Kenya’s constitution outlaws discrimination on a number of grounds, including religion, belief and culture and makes provision for the right to privacy and dignity. It has long been argued therefore that these sections of the Penal Code breach Kenya’s human rights obligations. Their implementation contributes to violence and discrimination against Kenya’s lesbian, gay, bisexual and transgender community. In addition, it has repeatedly been pointed out that the Penal Code as it stands is a hangover from pre-independence Kenya and thus a British colonial artefact.
Conservative religious actors in this space use the Bible as a blunt instrument, making reference time and time again to the story of Sodom and Gomorrah to support divine judgement and opposition to homosexuality. Yet the Bible presents different interpretations and reasons for the destruction of the two cities. For example, Jeremiah, Ezekiel and Jesus present vastly different interpretations none of which mention sex or homosexuality. In Jeremiah 23:14 the sins linked to Sodom and Gomorrah are adultery, lies, evil doing; Ezekiel 16:49 indicates that the sins of Sodom are pride, excess of food, prosperity and not aiding the poor and needy; and Jesus in Matthew 10:1-15 refers to Sodom and Gomorrah (v 15) in the context of those who reject or refuse to receive disciples and their message. (see The Johannesburg Declaration, 2018 ).

Examples of point labeling
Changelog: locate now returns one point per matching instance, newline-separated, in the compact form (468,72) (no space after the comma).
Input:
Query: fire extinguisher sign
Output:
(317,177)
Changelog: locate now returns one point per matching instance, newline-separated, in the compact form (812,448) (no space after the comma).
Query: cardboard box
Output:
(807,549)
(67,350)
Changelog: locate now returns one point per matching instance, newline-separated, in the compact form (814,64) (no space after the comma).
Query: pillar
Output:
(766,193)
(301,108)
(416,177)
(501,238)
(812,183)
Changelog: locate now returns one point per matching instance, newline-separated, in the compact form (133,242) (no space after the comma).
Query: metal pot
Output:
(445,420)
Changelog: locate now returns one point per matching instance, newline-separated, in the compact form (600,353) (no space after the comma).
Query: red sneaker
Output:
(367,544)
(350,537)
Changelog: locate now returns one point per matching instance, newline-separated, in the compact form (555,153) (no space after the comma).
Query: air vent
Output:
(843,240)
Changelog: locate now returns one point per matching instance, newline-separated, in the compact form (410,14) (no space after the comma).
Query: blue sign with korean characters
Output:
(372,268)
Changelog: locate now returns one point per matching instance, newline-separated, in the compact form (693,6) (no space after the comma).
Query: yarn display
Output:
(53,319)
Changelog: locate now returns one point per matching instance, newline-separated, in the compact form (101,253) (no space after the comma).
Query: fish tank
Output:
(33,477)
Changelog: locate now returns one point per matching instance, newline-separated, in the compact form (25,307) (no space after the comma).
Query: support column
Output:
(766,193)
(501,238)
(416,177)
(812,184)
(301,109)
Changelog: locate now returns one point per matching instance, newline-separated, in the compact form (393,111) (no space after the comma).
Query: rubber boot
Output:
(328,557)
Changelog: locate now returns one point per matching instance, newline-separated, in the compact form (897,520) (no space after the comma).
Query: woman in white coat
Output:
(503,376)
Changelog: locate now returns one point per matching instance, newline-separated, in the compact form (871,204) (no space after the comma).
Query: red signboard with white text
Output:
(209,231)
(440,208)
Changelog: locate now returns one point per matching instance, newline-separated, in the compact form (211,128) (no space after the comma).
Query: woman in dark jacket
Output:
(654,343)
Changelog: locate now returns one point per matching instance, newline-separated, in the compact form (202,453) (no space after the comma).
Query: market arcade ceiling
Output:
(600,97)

● **TASKS TO CARRY OUT**
(A) Render this sentence from the passage on Kenya's Penal Code into Spanish: "Yet the Bible presents different interpretations and reasons for the destruction of the two cities."
(B) Carry on the passage on Kenya's Penal Code and its religious defenders from the point where it stops.

● **THE REPLIES**
(A) Sin embargo, la Biblia presenta diferentes interpretaciones y razones para la destrucción de las dos ciudades.

(B)
It is clear that even within the bible there are different interpretations of events and laws, and that literal readings of the text can ignore or miss much of what makes the Bible a unique text. In contrast contextual and liberation methods of reading the Bible bring together in mutual critical dialogue the contexts of the bible with contemporary society and scholarship, which is particularly important as decolonial discourses remind us that African traditions and knowledge must be protected from the hegemony of western knowledge and western forms of Christianity.
Specifically, in this case the following elements should be noted:
1. The claim that sexual diversity is “un-African” is refuted by well-researched traditional practices in some communities such as women having female husbands and men having male wives; and African traditional religious leaders who are inhabited by an opposite sex ancestor and therefore exhibit characteristics of that sex, including their choice of intimate partner.
2. That in the African context, human sexuality has generally been conceived as a divine life-affirming gift which holistically embraces diverse human relationships and sexual expressions that lead to sexual pleasure and renewal as well as, in some cases, procreation.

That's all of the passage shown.